**Task instructions:**
Starting at the line that contains "locate the gabled roof in the photo above", copy each line through the end of the listing below. Include both ends and output nothing more.

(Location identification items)
....................

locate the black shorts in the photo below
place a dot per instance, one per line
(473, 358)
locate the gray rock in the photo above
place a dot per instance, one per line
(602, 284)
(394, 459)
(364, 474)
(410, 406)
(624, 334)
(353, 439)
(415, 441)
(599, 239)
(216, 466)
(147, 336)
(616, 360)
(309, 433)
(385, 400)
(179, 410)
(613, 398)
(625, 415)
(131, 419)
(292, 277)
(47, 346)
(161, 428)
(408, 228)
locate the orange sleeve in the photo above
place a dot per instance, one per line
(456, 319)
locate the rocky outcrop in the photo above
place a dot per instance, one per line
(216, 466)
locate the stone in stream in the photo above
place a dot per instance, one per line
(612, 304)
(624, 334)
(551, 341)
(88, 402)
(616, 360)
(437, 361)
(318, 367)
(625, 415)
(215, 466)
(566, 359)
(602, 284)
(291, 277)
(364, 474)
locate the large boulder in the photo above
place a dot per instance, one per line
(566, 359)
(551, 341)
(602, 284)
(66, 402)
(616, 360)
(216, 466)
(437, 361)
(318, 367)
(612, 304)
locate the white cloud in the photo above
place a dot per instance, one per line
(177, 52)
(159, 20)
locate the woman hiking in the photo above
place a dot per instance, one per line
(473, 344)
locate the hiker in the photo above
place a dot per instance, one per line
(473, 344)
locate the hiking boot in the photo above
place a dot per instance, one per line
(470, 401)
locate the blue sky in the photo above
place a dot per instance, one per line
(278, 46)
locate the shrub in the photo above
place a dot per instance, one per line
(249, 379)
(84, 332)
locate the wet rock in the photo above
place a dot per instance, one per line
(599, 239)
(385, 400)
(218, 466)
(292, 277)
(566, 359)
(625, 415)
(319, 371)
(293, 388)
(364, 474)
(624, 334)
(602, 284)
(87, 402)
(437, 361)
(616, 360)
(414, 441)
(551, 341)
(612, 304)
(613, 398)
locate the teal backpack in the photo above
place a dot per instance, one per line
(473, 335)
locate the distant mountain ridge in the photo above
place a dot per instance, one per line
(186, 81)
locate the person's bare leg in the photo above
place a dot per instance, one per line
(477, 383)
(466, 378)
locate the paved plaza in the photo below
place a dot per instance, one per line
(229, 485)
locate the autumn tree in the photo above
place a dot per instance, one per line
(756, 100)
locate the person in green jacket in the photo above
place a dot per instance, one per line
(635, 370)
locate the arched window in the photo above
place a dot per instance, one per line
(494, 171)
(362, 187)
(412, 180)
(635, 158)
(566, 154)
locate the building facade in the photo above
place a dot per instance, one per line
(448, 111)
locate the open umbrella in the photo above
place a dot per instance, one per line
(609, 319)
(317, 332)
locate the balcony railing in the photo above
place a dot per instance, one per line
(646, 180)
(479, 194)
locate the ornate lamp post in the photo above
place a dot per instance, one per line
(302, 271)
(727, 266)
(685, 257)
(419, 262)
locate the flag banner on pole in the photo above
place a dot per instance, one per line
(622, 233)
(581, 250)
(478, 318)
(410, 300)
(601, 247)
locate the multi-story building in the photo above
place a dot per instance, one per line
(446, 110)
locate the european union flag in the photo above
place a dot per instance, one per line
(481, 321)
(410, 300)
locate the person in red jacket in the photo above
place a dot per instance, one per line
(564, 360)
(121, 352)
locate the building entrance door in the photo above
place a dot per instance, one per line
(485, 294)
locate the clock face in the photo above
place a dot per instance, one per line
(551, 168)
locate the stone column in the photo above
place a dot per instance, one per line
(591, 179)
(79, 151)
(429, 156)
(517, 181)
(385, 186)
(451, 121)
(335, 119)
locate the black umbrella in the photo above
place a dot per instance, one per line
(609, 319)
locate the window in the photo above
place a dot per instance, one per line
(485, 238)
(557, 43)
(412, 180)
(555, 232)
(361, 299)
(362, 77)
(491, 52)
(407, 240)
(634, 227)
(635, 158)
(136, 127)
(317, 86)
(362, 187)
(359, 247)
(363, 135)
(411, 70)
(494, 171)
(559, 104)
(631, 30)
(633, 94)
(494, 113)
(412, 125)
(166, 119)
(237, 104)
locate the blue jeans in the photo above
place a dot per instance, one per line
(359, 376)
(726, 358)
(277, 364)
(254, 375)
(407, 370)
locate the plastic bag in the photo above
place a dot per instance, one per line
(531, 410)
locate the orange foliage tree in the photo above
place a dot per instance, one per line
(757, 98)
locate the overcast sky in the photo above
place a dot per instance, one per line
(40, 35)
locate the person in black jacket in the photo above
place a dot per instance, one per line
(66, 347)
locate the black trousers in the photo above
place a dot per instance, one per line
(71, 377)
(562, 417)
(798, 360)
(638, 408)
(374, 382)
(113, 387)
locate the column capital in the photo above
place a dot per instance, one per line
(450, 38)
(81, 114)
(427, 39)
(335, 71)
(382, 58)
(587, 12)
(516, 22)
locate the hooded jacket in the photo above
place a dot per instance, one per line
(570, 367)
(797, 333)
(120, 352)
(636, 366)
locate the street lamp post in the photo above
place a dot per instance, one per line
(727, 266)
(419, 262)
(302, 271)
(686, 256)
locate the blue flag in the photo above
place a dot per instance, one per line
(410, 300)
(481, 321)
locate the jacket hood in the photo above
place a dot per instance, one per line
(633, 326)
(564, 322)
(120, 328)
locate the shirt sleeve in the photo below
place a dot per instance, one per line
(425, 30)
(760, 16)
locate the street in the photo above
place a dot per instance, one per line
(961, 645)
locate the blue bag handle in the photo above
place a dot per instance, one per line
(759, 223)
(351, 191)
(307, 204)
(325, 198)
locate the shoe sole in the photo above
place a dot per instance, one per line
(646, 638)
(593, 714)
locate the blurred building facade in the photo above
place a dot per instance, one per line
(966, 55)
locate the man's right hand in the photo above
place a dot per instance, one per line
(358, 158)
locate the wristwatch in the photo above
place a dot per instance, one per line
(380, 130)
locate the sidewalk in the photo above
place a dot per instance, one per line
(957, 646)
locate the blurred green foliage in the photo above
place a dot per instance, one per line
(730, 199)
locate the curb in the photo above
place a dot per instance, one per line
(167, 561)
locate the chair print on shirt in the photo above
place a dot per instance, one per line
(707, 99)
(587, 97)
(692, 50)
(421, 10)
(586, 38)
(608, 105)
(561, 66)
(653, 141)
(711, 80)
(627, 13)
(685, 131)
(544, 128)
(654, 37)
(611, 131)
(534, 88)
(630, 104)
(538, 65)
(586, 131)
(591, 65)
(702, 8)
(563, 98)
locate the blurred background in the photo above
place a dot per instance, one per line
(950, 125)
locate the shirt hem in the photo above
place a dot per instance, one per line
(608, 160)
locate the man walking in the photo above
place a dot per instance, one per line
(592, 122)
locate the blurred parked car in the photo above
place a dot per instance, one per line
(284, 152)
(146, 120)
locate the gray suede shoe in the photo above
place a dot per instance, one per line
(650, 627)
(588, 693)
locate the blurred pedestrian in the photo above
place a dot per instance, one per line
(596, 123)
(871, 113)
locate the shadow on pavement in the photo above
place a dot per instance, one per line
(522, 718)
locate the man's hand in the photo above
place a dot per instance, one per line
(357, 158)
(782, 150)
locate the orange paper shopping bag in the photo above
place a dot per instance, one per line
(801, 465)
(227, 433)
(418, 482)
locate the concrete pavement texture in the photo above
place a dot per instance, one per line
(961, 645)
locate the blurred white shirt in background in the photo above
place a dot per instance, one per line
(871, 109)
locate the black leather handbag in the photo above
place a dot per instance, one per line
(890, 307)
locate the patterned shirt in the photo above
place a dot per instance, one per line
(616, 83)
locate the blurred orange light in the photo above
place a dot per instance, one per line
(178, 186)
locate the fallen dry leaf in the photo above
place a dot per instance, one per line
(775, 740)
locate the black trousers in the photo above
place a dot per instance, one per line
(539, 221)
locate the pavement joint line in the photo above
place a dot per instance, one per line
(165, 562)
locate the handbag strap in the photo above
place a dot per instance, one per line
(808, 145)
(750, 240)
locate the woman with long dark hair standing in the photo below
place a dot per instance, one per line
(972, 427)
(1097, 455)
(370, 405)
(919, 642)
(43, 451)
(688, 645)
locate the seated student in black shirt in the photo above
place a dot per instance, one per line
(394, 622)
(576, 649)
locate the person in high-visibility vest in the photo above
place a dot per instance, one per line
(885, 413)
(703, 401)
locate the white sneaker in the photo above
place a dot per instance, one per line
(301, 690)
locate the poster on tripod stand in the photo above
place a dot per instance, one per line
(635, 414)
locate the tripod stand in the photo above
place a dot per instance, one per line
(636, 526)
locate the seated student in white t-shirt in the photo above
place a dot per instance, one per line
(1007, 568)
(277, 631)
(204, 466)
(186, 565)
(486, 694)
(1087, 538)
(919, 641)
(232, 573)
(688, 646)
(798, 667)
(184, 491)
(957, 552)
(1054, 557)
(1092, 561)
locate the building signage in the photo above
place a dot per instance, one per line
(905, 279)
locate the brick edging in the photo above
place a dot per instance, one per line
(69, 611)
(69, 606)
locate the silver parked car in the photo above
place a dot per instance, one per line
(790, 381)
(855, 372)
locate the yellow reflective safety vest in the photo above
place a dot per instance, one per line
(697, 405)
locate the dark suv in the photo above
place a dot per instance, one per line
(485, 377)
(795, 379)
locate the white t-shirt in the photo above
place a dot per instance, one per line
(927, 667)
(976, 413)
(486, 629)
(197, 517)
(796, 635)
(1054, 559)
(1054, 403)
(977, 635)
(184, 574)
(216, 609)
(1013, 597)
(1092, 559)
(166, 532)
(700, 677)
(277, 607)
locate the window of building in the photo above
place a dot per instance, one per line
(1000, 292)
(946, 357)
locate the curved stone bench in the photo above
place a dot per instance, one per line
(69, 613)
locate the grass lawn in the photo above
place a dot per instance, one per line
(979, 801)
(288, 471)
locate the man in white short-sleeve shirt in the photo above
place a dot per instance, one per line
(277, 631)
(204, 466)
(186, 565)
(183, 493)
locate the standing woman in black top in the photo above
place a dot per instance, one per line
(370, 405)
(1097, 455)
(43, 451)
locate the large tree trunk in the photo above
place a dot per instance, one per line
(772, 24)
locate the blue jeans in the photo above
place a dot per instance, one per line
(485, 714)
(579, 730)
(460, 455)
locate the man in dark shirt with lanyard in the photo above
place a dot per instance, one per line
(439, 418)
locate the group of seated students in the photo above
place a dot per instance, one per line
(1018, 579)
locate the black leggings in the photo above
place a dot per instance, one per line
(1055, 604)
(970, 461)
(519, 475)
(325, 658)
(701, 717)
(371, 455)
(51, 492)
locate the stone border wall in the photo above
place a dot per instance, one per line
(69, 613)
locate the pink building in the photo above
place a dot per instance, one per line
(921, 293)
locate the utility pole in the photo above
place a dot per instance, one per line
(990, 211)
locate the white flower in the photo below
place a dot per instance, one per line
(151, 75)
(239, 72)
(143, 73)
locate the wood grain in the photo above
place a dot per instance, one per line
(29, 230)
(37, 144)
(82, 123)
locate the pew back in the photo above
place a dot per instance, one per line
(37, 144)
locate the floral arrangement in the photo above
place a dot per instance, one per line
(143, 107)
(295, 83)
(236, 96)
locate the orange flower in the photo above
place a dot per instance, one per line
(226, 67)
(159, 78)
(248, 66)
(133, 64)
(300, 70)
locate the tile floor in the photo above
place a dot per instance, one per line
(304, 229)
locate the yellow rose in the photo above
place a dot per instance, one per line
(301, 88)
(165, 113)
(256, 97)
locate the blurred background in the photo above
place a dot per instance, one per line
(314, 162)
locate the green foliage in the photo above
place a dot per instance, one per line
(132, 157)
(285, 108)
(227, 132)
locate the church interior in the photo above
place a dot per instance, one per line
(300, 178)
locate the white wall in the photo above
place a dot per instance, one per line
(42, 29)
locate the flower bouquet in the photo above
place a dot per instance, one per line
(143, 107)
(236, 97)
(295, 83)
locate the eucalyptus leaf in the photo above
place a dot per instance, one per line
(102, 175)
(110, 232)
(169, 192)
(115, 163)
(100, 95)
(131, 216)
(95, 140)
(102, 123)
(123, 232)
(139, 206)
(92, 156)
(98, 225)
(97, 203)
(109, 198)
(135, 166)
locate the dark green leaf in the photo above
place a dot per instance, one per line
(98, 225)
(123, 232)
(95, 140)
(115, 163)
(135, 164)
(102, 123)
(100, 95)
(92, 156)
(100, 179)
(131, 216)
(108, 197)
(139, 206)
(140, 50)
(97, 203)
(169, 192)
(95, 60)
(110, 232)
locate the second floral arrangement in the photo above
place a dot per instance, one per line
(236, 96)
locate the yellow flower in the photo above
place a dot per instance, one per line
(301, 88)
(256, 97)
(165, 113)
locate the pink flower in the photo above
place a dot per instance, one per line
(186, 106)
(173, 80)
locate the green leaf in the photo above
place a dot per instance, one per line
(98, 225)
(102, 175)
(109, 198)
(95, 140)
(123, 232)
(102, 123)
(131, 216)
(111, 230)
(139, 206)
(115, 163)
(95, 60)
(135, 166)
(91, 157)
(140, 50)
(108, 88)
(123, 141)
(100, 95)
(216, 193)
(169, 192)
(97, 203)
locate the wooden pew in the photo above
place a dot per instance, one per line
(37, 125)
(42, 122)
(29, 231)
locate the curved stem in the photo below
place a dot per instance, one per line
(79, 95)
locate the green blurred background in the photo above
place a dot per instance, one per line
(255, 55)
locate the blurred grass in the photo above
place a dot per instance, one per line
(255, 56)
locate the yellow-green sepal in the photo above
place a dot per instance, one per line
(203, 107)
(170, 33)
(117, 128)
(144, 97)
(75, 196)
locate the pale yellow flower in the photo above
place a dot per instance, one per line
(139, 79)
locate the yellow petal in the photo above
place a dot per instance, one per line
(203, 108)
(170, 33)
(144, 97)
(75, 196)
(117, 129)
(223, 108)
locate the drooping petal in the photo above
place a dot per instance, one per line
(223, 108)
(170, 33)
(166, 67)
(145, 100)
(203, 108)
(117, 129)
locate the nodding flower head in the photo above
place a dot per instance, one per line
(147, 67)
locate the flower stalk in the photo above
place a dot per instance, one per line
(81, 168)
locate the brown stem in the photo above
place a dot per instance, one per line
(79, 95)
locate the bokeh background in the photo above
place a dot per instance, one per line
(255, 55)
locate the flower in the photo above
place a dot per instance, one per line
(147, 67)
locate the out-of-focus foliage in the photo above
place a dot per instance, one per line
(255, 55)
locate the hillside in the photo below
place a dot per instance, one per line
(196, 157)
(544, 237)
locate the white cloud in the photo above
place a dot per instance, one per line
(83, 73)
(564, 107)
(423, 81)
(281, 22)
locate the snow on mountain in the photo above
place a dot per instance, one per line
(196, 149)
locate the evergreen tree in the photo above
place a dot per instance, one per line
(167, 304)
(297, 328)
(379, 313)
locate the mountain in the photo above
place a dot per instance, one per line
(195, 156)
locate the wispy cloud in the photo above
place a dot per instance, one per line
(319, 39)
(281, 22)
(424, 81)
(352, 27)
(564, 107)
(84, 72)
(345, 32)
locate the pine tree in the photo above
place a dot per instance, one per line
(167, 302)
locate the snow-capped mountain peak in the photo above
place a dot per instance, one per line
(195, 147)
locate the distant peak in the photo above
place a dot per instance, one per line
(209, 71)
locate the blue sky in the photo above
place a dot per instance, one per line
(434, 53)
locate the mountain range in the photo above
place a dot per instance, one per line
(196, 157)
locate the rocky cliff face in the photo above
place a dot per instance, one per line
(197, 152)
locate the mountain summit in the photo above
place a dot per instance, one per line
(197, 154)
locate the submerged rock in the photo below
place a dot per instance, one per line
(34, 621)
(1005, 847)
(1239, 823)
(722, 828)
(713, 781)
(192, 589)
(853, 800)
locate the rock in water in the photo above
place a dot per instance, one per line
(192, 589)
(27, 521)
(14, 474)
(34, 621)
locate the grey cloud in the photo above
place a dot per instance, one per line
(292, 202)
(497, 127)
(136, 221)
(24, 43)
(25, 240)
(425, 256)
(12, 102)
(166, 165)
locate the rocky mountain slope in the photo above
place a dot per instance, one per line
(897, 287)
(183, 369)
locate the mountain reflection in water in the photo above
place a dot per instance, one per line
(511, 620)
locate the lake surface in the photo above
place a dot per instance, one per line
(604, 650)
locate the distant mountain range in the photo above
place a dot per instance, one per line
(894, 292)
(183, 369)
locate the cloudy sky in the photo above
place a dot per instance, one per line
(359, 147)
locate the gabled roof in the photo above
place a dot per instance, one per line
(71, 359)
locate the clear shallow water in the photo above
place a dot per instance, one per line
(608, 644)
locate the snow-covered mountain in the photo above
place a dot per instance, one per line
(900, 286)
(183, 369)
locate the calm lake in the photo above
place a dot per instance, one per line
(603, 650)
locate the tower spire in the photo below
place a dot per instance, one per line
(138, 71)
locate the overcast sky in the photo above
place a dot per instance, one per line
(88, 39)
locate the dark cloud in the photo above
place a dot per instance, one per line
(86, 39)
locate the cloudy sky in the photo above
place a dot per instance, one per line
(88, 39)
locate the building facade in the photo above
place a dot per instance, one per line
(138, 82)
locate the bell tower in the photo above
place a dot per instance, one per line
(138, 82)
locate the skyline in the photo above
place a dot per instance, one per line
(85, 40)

....................

**Exercise solution:**
locate the gabled roof in the photo above
place a dot per instance, one per line
(71, 359)
locate the clear shallow water in the photo above
place a dot per instance, one per line
(608, 644)
locate the snow-covered mountain in the photo above
place a dot per instance, one per line
(900, 286)
(183, 369)
locate the calm lake in the photo above
place a dot per instance, one per line
(603, 650)
locate the tower spire in the photo below
place a dot per instance, one per line
(138, 71)
locate the overcast sky in the photo above
place a dot per instance, one per line
(88, 39)
locate the dark cloud in the photo above
place a dot per instance, one per line
(86, 39)
locate the cloudy sky in the photo above
place a dot per instance, one per line
(88, 39)
locate the building facade in the photo above
place a dot per instance, one per line
(138, 82)
locate the bell tower in the photo above
place a dot per instance, one per line
(138, 82)
locate the skyline in the photo above
place a dot per instance, one per line
(85, 40)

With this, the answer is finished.